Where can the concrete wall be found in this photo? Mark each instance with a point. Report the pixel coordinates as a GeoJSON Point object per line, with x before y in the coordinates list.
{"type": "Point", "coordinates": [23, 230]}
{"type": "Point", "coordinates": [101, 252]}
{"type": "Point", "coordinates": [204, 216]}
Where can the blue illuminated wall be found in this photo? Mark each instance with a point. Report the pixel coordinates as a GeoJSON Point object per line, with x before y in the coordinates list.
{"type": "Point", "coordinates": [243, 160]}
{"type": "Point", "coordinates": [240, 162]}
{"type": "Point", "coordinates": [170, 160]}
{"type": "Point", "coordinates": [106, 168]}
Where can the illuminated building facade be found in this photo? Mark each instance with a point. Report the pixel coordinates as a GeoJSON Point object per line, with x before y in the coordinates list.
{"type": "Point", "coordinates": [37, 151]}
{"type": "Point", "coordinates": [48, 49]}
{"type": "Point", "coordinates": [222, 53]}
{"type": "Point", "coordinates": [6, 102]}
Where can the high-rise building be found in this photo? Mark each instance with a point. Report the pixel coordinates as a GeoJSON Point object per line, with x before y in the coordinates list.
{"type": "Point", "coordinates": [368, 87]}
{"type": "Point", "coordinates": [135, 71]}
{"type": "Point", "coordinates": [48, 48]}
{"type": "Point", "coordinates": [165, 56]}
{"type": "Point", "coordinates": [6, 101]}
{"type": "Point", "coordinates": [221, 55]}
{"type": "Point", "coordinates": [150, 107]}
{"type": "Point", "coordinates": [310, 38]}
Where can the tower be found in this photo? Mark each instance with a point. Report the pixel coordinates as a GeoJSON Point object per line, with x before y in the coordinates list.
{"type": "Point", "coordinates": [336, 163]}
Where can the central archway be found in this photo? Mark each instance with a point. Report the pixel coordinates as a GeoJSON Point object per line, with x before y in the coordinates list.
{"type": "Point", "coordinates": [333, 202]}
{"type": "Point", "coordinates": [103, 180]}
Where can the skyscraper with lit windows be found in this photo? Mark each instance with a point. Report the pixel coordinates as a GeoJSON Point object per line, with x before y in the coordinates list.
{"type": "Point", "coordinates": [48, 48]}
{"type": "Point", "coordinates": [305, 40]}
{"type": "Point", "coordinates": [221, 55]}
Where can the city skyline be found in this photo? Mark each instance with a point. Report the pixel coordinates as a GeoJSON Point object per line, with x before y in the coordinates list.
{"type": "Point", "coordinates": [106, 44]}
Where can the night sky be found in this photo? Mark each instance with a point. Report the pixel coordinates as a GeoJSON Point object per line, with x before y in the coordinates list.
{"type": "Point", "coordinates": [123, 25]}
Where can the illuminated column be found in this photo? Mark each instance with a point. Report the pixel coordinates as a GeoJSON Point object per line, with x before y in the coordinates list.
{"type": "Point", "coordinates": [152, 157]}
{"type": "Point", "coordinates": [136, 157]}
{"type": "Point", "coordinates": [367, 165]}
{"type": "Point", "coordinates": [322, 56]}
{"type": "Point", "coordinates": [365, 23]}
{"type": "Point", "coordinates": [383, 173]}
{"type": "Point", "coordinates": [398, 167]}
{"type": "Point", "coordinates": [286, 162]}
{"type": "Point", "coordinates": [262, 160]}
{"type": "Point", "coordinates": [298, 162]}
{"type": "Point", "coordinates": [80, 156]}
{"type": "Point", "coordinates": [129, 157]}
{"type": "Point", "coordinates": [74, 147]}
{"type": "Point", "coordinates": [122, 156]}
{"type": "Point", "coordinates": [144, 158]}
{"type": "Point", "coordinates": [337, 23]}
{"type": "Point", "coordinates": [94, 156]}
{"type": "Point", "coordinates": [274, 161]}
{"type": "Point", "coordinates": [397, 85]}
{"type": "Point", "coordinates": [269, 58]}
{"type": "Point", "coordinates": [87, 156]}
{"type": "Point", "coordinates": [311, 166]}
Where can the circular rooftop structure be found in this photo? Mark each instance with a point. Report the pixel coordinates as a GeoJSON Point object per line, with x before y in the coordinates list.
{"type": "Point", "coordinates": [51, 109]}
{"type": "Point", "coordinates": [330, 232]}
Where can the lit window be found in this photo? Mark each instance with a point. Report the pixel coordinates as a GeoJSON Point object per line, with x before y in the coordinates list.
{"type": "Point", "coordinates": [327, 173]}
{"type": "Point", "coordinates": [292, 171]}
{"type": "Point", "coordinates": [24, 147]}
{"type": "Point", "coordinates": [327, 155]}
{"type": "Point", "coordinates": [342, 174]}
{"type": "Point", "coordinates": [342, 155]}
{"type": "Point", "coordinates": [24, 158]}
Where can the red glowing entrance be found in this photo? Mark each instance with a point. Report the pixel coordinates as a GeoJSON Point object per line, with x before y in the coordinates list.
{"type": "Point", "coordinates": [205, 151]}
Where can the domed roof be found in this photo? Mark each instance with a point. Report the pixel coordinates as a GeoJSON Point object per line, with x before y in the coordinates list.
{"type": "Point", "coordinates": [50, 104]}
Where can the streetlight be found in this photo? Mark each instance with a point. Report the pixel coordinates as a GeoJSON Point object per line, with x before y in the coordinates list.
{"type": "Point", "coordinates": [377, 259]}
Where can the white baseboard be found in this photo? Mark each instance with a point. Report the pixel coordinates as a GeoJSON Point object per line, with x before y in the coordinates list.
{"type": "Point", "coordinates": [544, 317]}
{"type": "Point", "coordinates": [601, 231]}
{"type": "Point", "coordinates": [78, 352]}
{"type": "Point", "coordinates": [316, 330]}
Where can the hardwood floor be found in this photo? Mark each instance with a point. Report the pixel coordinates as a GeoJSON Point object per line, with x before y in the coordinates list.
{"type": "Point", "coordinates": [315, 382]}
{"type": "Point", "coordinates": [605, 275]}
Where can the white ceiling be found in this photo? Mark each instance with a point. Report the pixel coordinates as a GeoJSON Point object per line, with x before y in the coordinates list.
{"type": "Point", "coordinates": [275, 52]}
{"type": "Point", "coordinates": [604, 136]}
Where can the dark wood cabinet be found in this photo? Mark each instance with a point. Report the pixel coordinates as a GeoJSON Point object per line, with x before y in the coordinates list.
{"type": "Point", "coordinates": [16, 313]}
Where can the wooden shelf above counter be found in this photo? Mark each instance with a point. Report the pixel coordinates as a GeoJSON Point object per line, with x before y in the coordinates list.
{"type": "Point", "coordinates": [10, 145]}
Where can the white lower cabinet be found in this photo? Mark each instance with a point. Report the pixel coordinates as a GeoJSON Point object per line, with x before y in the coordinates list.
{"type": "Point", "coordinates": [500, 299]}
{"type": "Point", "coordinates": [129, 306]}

**Aim of the exercise:** Transcribe all of the entries without alteration.

**Finished task:**
Where can the concrete wall be found in this photo? Mark each instance with a point. Report the pixel coordinates as a GeoJSON Point object per line, with x before y in the coordinates list.
{"type": "Point", "coordinates": [23, 230]}
{"type": "Point", "coordinates": [101, 252]}
{"type": "Point", "coordinates": [204, 216]}
Where can the blue illuminated wall be found in this photo? Mark each instance with a point. Report the pixel coordinates as a GeoJSON Point object per line, with x before y in the coordinates list.
{"type": "Point", "coordinates": [243, 160]}
{"type": "Point", "coordinates": [240, 162]}
{"type": "Point", "coordinates": [170, 160]}
{"type": "Point", "coordinates": [106, 168]}
Where can the illuminated building facade be found in this photo? Mark each instance with a point. Report the pixel coordinates as a GeoJSON Point object per line, with x before y in the coordinates list.
{"type": "Point", "coordinates": [37, 151]}
{"type": "Point", "coordinates": [48, 49]}
{"type": "Point", "coordinates": [222, 53]}
{"type": "Point", "coordinates": [6, 102]}
Where can the high-rise building be found in this photo? Mark each instance with a point. Report the pixel coordinates as a GeoJSON Point object per line, with x before y in the coordinates list.
{"type": "Point", "coordinates": [368, 87]}
{"type": "Point", "coordinates": [135, 71]}
{"type": "Point", "coordinates": [48, 48]}
{"type": "Point", "coordinates": [165, 56]}
{"type": "Point", "coordinates": [6, 101]}
{"type": "Point", "coordinates": [221, 55]}
{"type": "Point", "coordinates": [150, 107]}
{"type": "Point", "coordinates": [310, 38]}
Where can the tower be found in this photo? Mark each instance with a point. Report the pixel coordinates as a GeoJSON Point object per line, with x before y in the coordinates list.
{"type": "Point", "coordinates": [336, 163]}
Where can the central archway be found in this photo? Mark each instance with a point. Report the pixel coordinates as a GeoJSON Point object per line, with x before y in the coordinates list.
{"type": "Point", "coordinates": [333, 202]}
{"type": "Point", "coordinates": [103, 180]}
Where can the skyscraper with lit windows be found in this photo? Mark each instance with a point. Report the pixel coordinates as a GeoJSON Point object per line, with x before y in the coordinates list.
{"type": "Point", "coordinates": [48, 48]}
{"type": "Point", "coordinates": [305, 40]}
{"type": "Point", "coordinates": [221, 55]}
Where can the city skyline be found in this photo? Mark each instance with a point. Report the pixel coordinates as a GeoJSON Point object per line, with x before y in the coordinates list.
{"type": "Point", "coordinates": [106, 44]}
Where can the night sky be found in this photo? Mark each instance with a point. Report the pixel coordinates as a GeoJSON Point object per line, with x before y in the coordinates list.
{"type": "Point", "coordinates": [123, 25]}
Where can the illuminated column be found in this photo? Mark each instance with a point. Report the pixel coordinates as a GeoJSON Point object per line, with x before y in the coordinates list.
{"type": "Point", "coordinates": [152, 157]}
{"type": "Point", "coordinates": [136, 157]}
{"type": "Point", "coordinates": [367, 165]}
{"type": "Point", "coordinates": [322, 56]}
{"type": "Point", "coordinates": [365, 23]}
{"type": "Point", "coordinates": [383, 173]}
{"type": "Point", "coordinates": [398, 167]}
{"type": "Point", "coordinates": [286, 162]}
{"type": "Point", "coordinates": [262, 160]}
{"type": "Point", "coordinates": [298, 162]}
{"type": "Point", "coordinates": [80, 156]}
{"type": "Point", "coordinates": [129, 157]}
{"type": "Point", "coordinates": [74, 147]}
{"type": "Point", "coordinates": [122, 156]}
{"type": "Point", "coordinates": [144, 158]}
{"type": "Point", "coordinates": [337, 23]}
{"type": "Point", "coordinates": [94, 156]}
{"type": "Point", "coordinates": [274, 161]}
{"type": "Point", "coordinates": [397, 85]}
{"type": "Point", "coordinates": [269, 58]}
{"type": "Point", "coordinates": [87, 156]}
{"type": "Point", "coordinates": [311, 166]}
Where can the circular rooftop structure be found in this photo? Mark each instance with a point. Report the pixel coordinates as a GeoJSON Point object per line, with x before y in the coordinates list.
{"type": "Point", "coordinates": [51, 109]}
{"type": "Point", "coordinates": [330, 232]}
Where can the lit window be found in this photo? Mark each instance with a point. Report the pixel coordinates as a GeoJSON Point object per line, with x before y in the coordinates list.
{"type": "Point", "coordinates": [327, 173]}
{"type": "Point", "coordinates": [292, 171]}
{"type": "Point", "coordinates": [24, 147]}
{"type": "Point", "coordinates": [327, 155]}
{"type": "Point", "coordinates": [342, 174]}
{"type": "Point", "coordinates": [342, 155]}
{"type": "Point", "coordinates": [24, 158]}
Where can the red glowing entrance be found in this photo? Mark each instance with a point. Report the pixel coordinates as a GeoJSON Point object per line, with x before y in the coordinates list.
{"type": "Point", "coordinates": [205, 151]}
Where can the domed roof be found in this photo? Mark each instance with a point. Report the pixel coordinates as a GeoJSON Point object per line, with x before y in the coordinates list.
{"type": "Point", "coordinates": [50, 104]}
Where can the streetlight be found in this photo? Mark each instance with a point. Report the pixel coordinates as a GeoJSON Point object per line, with x before y in the coordinates list.
{"type": "Point", "coordinates": [377, 259]}
Where can the white baseboard be found in this photo? Mark each instance with a point. Report the pixel coordinates as a GeoJSON Point object per line, with x before y in the coordinates list.
{"type": "Point", "coordinates": [544, 317]}
{"type": "Point", "coordinates": [601, 231]}
{"type": "Point", "coordinates": [78, 352]}
{"type": "Point", "coordinates": [316, 330]}
Where can the hardwood floor be found in this photo? Mark each instance with a point. Report the pixel coordinates as a GeoJSON Point object per line, with x before y in the coordinates list.
{"type": "Point", "coordinates": [315, 382]}
{"type": "Point", "coordinates": [605, 275]}
Where can the white ceiling be found in this photo? Mark each instance with a point. Report the pixel coordinates as a GeoJSON Point object per line, with x before y in the coordinates list.
{"type": "Point", "coordinates": [275, 52]}
{"type": "Point", "coordinates": [604, 136]}
Where can the dark wood cabinet be found in this photo? Mark each instance with a point. Report the pixel coordinates as a GeoJSON Point object per line, with x before y in the coordinates list.
{"type": "Point", "coordinates": [16, 313]}
Where can the wooden shelf above counter be found in this photo? Mark each instance with a point. Report the pixel coordinates as a GeoJSON Point object per line, with x before y in the coordinates list.
{"type": "Point", "coordinates": [10, 145]}
Where can the white lower cabinet be found in this photo? Mark each instance with a point. Report the pixel coordinates as a GeoJSON Point object per line, with x before y in the coordinates list.
{"type": "Point", "coordinates": [500, 299]}
{"type": "Point", "coordinates": [129, 306]}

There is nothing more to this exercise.